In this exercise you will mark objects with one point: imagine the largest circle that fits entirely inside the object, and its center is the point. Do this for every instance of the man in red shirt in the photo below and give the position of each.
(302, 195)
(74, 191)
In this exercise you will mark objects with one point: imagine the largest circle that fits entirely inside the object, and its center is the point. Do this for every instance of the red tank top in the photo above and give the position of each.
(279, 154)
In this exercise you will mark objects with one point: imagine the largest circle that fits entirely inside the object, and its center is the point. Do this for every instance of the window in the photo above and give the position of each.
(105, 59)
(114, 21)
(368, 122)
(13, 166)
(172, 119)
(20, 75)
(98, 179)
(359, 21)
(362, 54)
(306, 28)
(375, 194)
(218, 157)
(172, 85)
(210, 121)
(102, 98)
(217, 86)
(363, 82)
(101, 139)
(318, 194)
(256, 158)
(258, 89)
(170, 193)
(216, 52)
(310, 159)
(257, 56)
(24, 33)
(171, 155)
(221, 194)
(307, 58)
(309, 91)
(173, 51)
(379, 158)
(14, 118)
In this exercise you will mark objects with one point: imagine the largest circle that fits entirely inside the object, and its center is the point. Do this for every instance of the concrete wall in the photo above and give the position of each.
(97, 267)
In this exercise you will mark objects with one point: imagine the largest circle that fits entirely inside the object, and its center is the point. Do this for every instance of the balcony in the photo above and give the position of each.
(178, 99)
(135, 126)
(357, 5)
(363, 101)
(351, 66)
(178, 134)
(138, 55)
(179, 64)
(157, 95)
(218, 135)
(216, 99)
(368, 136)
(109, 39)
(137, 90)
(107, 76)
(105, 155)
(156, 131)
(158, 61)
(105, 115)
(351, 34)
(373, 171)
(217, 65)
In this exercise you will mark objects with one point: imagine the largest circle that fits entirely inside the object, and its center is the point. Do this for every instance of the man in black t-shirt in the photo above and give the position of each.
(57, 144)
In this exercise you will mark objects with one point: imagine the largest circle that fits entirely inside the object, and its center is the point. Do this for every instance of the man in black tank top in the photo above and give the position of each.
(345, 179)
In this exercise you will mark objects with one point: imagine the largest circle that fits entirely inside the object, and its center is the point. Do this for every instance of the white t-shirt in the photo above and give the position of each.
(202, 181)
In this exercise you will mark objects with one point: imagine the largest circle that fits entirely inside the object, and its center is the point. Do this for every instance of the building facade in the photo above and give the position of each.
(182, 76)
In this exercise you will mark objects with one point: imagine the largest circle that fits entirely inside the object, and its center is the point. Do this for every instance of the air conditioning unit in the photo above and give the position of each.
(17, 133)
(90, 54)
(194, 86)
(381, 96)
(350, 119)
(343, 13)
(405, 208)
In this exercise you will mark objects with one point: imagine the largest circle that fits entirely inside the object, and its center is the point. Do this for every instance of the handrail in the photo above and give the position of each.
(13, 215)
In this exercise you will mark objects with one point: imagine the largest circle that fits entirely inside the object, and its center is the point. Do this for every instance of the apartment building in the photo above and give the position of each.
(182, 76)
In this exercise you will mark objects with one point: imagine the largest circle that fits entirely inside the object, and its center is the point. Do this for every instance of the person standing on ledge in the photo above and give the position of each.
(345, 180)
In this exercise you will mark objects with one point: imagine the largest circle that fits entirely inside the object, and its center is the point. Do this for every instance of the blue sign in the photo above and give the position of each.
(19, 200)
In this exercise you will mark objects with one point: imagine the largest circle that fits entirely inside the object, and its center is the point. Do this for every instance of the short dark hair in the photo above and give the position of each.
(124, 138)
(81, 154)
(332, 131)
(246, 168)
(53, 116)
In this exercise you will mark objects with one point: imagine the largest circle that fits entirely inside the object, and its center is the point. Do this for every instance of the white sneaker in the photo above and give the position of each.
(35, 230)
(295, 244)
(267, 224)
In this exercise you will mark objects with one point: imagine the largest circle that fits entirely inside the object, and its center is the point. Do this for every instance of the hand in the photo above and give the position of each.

◇ ◇ ◇ ◇ ◇

* **Task directions**
Reproduce the lines above, switching "largest circle" to "biggest circle" wherever it occurs and leaving everything else unchanged.

* **The reply**
In this exercise you will mark objects with one point: imagine the biggest circle that fits entirely inside the object, and its center is the point. Do this for every instance of the man in red shirt in the photo below and give the position of each.
(302, 195)
(74, 191)
In this exercise you will mark objects with one point: imagine the biggest circle that fits entirely inside the object, and its center is the point. Do this for every instance of the red tank top in the photo above and give the position of each.
(279, 154)
In this exercise you will mark objects with one point: imagine the biggest circle that fits entirely inside the object, and its center is the point. Do this for every instance of the window in the photo above and give the position of each.
(105, 59)
(114, 21)
(368, 122)
(13, 166)
(172, 119)
(20, 75)
(98, 179)
(359, 21)
(362, 54)
(306, 28)
(375, 194)
(218, 157)
(172, 85)
(210, 121)
(102, 98)
(217, 86)
(363, 82)
(101, 139)
(318, 194)
(256, 158)
(258, 89)
(170, 193)
(216, 52)
(310, 159)
(257, 56)
(24, 33)
(171, 155)
(221, 194)
(307, 58)
(309, 91)
(173, 51)
(379, 158)
(14, 118)
In this exercise you will mark objects with one point: imagine the biggest circle that fits entirely inside the object, and its center is the point. Do this for every instance of the concrete wall in the photo above and give the position of each.
(97, 267)
In this exercise you will mark objects with one point: imagine the biggest circle that fits entirely inside the object, and its center is the point. Do this for every instance of the balcony in the photo above and give the position of each.
(178, 99)
(135, 126)
(357, 5)
(363, 101)
(351, 66)
(178, 134)
(138, 55)
(179, 64)
(157, 95)
(218, 135)
(216, 99)
(368, 136)
(109, 39)
(137, 90)
(107, 76)
(105, 155)
(156, 131)
(158, 61)
(105, 115)
(351, 34)
(373, 171)
(217, 65)
In this exercise you will mark objects with one point: imagine the biggest circle that fits entirely inside the object, and its center is the point. Do this for every instance of the man in black t-shirt in the photo above and give the position of each.
(57, 144)
In this exercise you will mark objects with one point: imagine the biggest circle that fits entirely inside the object, and its center is the point. Do this for every instance of the man in black tank top in the photo above and give the position of each.
(345, 179)
In this exercise you will mark objects with one point: imagine the biggest circle that fits entirely inside the object, and its center is the point. Do this for every instance of the white t-shirt in the photo above and give the position of each.
(202, 181)
In this exercise you will mark objects with one point: imagine the biggest circle that fits entirely inside the object, and its center is the point. Do this for every instance of the building facade in the photo above and give the position of each.
(182, 76)
In this exercise you will mark objects with one point: imagine the biggest circle that fits entirely inside the object, and its center is the point. Do this for every instance of the air conditioning unit in the photo above and give the position of each.
(17, 133)
(90, 54)
(194, 86)
(381, 96)
(350, 119)
(343, 13)
(405, 208)
In this exercise you will mark objects with one point: imagine the biggest circle that fits entirely inside the object, and its center is the point. Do this for every instance of the handrail in the photo above and give the position of each.
(13, 215)
In this exercise you will mark objects with one point: imagine the biggest circle that fits entirely inside the object, and its center is the point. Do this for every instance of the apartment building in the photo above and give the position of each.
(182, 76)
In this exercise you will mark objects with one point: imagine the biggest circle that fits entirely inside the object, and its center is the point. Do this for every instance of the person standing on ledge in the photo above and give the position of each.
(345, 180)
In this exercise you will mark objects with one point: imagine the biggest circle that fits entirely inside the object, and its center is the point. Do this for every instance of the blue sign in the photo above and give the position of each.
(19, 200)
In this exercise you will mark objects with one point: imagine the biggest circle that fits entirely inside the object, and its center is the point. Do this for every instance of the short dark hair in the photo above and give the position of each.
(124, 138)
(81, 154)
(332, 131)
(246, 168)
(53, 116)
In this exercise you will mark objects with one point: imagine the biggest circle that fits entirely inside the object, and its center is the point. Do this for every instance of the white sneaker in the photo above and give the position of each.
(35, 230)
(295, 244)
(267, 224)
In this exercise you will mark objects with one point: imagine the biggest circle that fits entirely inside the object, and its center is the point. Do this for every instance of the hand in the photo above and give the position of each.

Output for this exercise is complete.